PASSAGE GIVEN
Filename: aht4timer1-counter.htm

Sorry... I "shouldn't" be doing this at this time... the "day job" beckons. But I couldn't resist just a little investigation.

I have long wanted to make use of the counter inside the Atmega328... and have now accomplished that, and will show you how.

My program isn't clever. It doesn't use a fraction of the Atmega's bells and whistles. But it DOES (in limited testing) seem to work! I hope it will be of use to you, at least as a starting point.

Before I go further, let me mention a reason for wanting a counter! If you are using electronics to supervise something, sometimes it is hard to achieve a sufficiently high polling rate to "see" some transient events. My pulse train trick, which needs a counter, is a neat solution to the problem.

The program to use the internal counter does its thing without using interrupts.

If my research is correct, with a "mere" Atmega328... all I see myself needing for a long time... you have only one counter available to you for what I'm doing here. Yes, there are other timers and counters. But you can't use them, for a variety of reasons.

PLEASE NOTE: If you are using the Servo library you can't use what's in my demo... there will be a clash of resources.

What do I mean by "use counter"?

Let's say I want to monitor windspeed... You might as well, because that's my first reason for wanting this, although there are MANY applications for it. (The gales in southern England of 28 March, 2016 got me to finally deal with this long-standing want.)

One approach to measuring windspeed starts with a "thingie" that spins around, briefly closing a switch once per revolution. You can make your own, but whatever you do, buy the "cups" from someone who has set up a machine to spit nice plastic full three-cup assemblies out by the score. I saw a nice "adequate for play" anemometer... complete with switch... for sale March 16 at... http://www.maplin.co.uk/p/maplin-replacement-anemometer-for-n25fr-n76nf?cmpid=ppc&gclid=COaDzabR5ssCFQPgGwod-EUG6g
...for abut $6. Sadly for many readers, that IS in the UK. I wouldn't expect it to be a high grade, long-term consistent, scientific instrument. But there are people who sell such... See http://sheepdogsoftware.co.uk/sc3sww.htm
... the one I have from Inspeed is working fine after 5 years in southern CT... home of winter ice and snow.

ANYWAY... once you have an anemometer, switch type, you then need to count the switch closures.

There are "crude" and "obvious" ways to do this... if you want to dedicate an Arduino to the task.

But, what if there were some form of electronics you could wire the switch to, that would keep track of how many times it has closed, and have that total available to the Arduino for the asking. With the Arduino free to go off, do other things.

There is! (A form of electronics to do that.)

It is called an Atmega328... the chip at the heart of the Arduino Uno, Mini, Pro Mini, ModernDevice RBBs, etc, etc. And other microprocessors running Arduino code have similar facilities, although my code may need a little tweaking for them.

WORK TO COMPLETE
In the counter article, using which library would clash with the demo's resources? Rely only on the counter article for this.

EXTRACTED RECORDS
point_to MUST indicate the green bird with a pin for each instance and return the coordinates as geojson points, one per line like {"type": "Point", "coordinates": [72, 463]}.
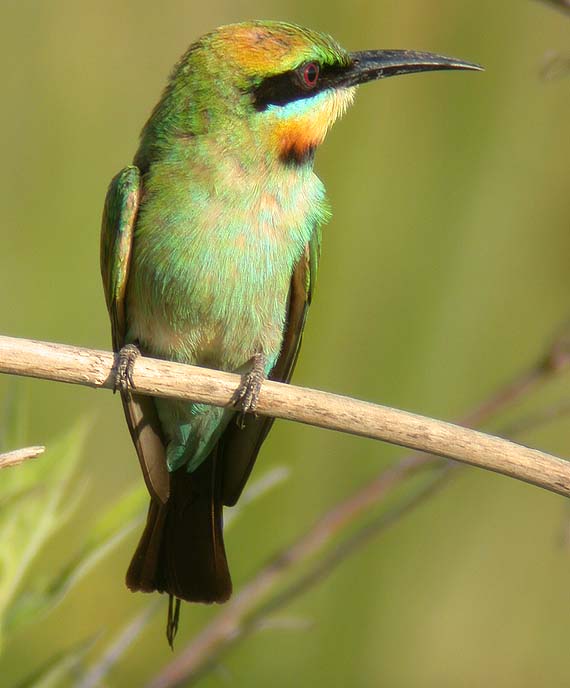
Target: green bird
{"type": "Point", "coordinates": [209, 252]}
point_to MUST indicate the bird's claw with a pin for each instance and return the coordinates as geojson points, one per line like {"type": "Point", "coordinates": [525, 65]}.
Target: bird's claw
{"type": "Point", "coordinates": [125, 366]}
{"type": "Point", "coordinates": [247, 394]}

RESULT
The Servo library.